Un des derniers sauvages


La photo n'est pas belle, la plante n'a rien de spectaculaire et pourtant, sa découverte dans un sous-bois de la grande région de Montréal a exaucé un de mes souhaits les plus improbables: trouver un plant sauvage de Ginseng d'Amérique (Panax quinquefolius).
Il faut préciser que la plante est rare. Si rare qu'au Canada, sa récolte est interdite et que sa possession doit être justifiée par une preuve de son origine commerciale, sous-entendue cultivée.
Pour donner un ordre d'idée, on estimait qu'en 2000, il ne restait que 54 populations viables de ginseng au Québec et 9 en Ontario, les seules provinces faisant partie de son aire de distribution. Heureusement, ces dernières ne représentent qu'environ 1 % de la population mondiale, le reste se trouvant dans l'est des États-Unis. Malheureusement, chez nos voisins du sud, sa récolte est réglementée, mais autorisée. Quand on sait que 94 % des prélèvements sont faits en dehors des saisons ou des zones autorisées, on comprend pourquoi le statut de l'espèce n'est pas meilleur qu'ici. 
Il y a plusieurs causes à la disparition du Ginseng d'Amérique. Celle que l'on aime bien mettre de l'avant est le broutage par les cerfs. C'est pourtant la moins importante et on est bien obligé d'en venir aux deux autres: la fragmentation de l'habitat et la récolte intensive. Voici quelques chiffres évocateurs du désastre: en 1752, l'Amérique exportait 15685 kg de racines de ginseng, 290000 kg (65 millions de plants) en 1841 et 125 millions de plants en 2000 (seulement pour les États-Unis).
----
▶ Consigne:
D'après le texte sur le ginseng d'Amérique, combien de populations viables de ginseng restait-il au Québec en 2000, selon les estimations ? Les lignes ci-dessous ne sont pas nécessaires.
----
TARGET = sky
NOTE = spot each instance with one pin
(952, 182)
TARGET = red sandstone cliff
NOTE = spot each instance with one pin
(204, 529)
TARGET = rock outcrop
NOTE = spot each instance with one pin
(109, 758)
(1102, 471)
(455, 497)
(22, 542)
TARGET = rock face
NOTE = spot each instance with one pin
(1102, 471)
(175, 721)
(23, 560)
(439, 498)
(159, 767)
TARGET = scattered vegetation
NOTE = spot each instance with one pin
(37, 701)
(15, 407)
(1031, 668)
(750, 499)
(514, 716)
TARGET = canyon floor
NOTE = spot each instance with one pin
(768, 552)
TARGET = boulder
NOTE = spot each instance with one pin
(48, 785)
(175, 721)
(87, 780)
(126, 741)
----
▶ Réponse:
On estimait qu'il en restait 54.